- [WHAT YOU SHOULD DO] All of the data that appears below is to be given again precisely as written.

####################

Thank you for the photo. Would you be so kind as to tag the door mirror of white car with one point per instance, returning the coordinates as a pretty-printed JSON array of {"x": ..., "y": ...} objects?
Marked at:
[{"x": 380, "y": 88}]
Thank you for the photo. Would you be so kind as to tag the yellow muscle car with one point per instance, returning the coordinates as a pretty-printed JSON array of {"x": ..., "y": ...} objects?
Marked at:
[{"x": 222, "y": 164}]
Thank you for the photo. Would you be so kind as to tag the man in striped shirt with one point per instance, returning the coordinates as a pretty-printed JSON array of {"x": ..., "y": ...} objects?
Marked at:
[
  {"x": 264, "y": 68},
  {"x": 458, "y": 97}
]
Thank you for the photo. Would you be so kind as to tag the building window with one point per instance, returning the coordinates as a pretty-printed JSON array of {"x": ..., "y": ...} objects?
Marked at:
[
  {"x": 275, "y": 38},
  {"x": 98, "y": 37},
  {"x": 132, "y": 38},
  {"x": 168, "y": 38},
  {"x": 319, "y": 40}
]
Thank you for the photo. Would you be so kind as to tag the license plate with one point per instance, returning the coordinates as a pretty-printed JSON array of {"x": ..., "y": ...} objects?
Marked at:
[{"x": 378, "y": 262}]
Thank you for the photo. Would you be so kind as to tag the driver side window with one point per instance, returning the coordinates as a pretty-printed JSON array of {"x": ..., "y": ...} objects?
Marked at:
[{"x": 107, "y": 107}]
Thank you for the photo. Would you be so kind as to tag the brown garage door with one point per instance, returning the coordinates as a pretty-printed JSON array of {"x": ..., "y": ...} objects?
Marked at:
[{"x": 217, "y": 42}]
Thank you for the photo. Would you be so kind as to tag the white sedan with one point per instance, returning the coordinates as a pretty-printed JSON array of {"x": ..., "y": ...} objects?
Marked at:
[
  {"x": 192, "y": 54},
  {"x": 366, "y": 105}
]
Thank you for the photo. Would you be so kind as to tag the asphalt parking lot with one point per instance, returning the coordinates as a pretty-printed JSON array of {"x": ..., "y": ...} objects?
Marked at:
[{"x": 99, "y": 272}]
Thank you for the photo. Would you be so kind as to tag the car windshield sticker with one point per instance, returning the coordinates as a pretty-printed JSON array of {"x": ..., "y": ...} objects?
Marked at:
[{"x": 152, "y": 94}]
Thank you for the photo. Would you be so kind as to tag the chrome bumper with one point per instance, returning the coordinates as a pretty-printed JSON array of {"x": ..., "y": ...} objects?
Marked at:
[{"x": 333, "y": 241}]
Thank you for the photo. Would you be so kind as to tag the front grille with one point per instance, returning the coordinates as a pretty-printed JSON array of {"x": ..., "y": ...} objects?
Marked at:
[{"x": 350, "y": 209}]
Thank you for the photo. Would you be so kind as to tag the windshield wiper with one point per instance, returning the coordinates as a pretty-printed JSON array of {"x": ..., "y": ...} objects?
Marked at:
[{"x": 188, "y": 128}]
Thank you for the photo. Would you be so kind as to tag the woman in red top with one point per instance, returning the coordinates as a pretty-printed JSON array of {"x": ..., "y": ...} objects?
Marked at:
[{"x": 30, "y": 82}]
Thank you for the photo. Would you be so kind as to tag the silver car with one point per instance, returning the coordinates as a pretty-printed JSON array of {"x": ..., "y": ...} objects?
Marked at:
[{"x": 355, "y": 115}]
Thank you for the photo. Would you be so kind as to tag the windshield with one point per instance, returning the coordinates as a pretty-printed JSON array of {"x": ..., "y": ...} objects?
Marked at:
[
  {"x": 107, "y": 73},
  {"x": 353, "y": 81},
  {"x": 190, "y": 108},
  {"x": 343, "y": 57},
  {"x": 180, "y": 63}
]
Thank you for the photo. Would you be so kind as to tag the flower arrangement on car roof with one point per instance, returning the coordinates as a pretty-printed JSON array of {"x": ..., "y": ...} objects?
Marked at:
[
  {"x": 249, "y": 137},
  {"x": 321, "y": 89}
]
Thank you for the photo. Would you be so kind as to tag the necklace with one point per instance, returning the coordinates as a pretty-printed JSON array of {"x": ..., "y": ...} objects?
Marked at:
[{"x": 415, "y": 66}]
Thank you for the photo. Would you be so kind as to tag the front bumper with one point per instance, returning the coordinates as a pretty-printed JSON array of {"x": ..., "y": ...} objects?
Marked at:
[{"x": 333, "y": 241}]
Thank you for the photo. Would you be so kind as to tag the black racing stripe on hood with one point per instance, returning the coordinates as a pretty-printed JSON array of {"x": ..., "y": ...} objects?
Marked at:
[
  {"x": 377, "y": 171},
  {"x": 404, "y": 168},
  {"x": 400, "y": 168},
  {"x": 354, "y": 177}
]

####################

- [FINISHED TASK]
Thank you for the photo. Would you be so kind as to tag the door mirror of white car with one point per instance, returning the coordinates as a pretty-printed JSON array of {"x": ..., "y": ...} objects?
Marked at:
[{"x": 380, "y": 88}]
Thank you for the photo. Would you be so kind as to tag the yellow muscle car with one point per instance, returning the coordinates as a pretty-printed JSON array of {"x": ..., "y": ...} objects?
Marked at:
[{"x": 222, "y": 164}]
Thank you for the photo. Would you be so kind as to tag the man in striped shirt with one point per instance, returning the coordinates as a pretty-printed JSON array of {"x": ..., "y": ...} objects?
Marked at:
[
  {"x": 264, "y": 68},
  {"x": 458, "y": 97}
]
Thank you for the photo. Would you be so kind as to tag the building window with one point per instance, returning the coordinates as a pretty-printed JSON array of {"x": ..., "y": ...} objects?
Marked at:
[
  {"x": 275, "y": 38},
  {"x": 98, "y": 37},
  {"x": 132, "y": 38},
  {"x": 168, "y": 38},
  {"x": 319, "y": 40}
]
Thank you for the photo. Would you be so kind as to tag the license plate with one point per instance, returning the coordinates as a pretty-printed JSON array of {"x": ..., "y": ...} objects?
Marked at:
[{"x": 378, "y": 262}]
Thank you for the photo. Would you be so kind as to tag the driver side window with one point per instance, returning the coordinates as a pretty-printed JSON array of {"x": ..., "y": ...} objects?
Marked at:
[{"x": 107, "y": 107}]
Thank you for the photo. Would you be so kind as to tag the brown garage door with one point per instance, returning the coordinates as a pretty-printed JSON array of {"x": ..., "y": ...} objects?
Marked at:
[{"x": 217, "y": 42}]
Thank you for the photo. Would you be so kind as to tag the white sedan with one point per instance, returning the coordinates as a pretty-printed JSON array of {"x": ..., "y": ...} objects?
Marked at:
[
  {"x": 192, "y": 54},
  {"x": 366, "y": 105}
]
Thank you for the photo. Would you be so kind as to tag the asphalt parking lot with one point per instance, returning the coordinates as a pretty-printed JSON array of {"x": ..., "y": ...} objects?
Marked at:
[{"x": 99, "y": 272}]
Thank you for the photo. Would you be so kind as to tag the car windshield sticker with one point per instance, returning the coordinates as a pretty-printed JSON array of {"x": ..., "y": ...} objects?
Marked at:
[{"x": 152, "y": 94}]
Thank you for the photo. Would you be so kind as to tag the chrome bumper with one point per instance, returning the coordinates as a pretty-printed JSON array of {"x": ..., "y": ...} objects?
Marked at:
[{"x": 333, "y": 241}]
Thank you for the photo. Would you be so kind as to tag the front grille with one point per instance, returning the coordinates as a pretty-printed JSON array of {"x": ..., "y": ...} objects?
Marked at:
[{"x": 350, "y": 209}]
Thank you for the photo. Would you be so kind as to tag the windshield wiper with one point per instance, returning the coordinates as a pretty-printed JSON array of {"x": ..., "y": ...} objects?
Marked at:
[{"x": 188, "y": 128}]
Thank you for the photo. Would you be so kind as to tag the woman in red top with one point per instance, returning the coordinates as a pretty-printed JSON array of {"x": ..., "y": ...} objects?
Marked at:
[{"x": 30, "y": 82}]
Thank you for the photo. Would you be so kind as to tag the silver car with one point per instance, returning the coordinates as a pretty-printed JSON array of {"x": ..., "y": ...} objects?
Marked at:
[{"x": 355, "y": 115}]
Thank you for the photo. Would you be so kind as to tag the windshield with one point per instance, returning the coordinates as a pretty-printed JSON array of {"x": ..., "y": ...} objects?
Marked at:
[
  {"x": 107, "y": 73},
  {"x": 353, "y": 81},
  {"x": 190, "y": 108},
  {"x": 343, "y": 57},
  {"x": 180, "y": 63}
]
Thank you for the photo. Would you be so kind as to tag the flower arrangement on car roof with one point per instance, returning the coordinates as a pretty-printed JSON array of {"x": ..., "y": ...} objects?
Marked at:
[
  {"x": 249, "y": 137},
  {"x": 321, "y": 89}
]
Thank you for the photo. Would you be so kind as to tag the necklace with one point per instance, returning the coordinates as a pretty-printed JSON array of {"x": ..., "y": ...} objects?
Marked at:
[{"x": 415, "y": 66}]
Thank you for the photo. Would you be so kind as to tag the front bumper with one point per instance, returning the coordinates as a pretty-printed JSON array of {"x": ..., "y": ...} objects?
Marked at:
[{"x": 333, "y": 241}]
Thank you for the photo. Would you be so kind as to tag the black racing stripe on hood with one point per instance, returning the coordinates as a pretty-printed JSON array of {"x": ..., "y": ...} objects?
Marked at:
[
  {"x": 377, "y": 171},
  {"x": 404, "y": 168},
  {"x": 400, "y": 168},
  {"x": 354, "y": 177}
]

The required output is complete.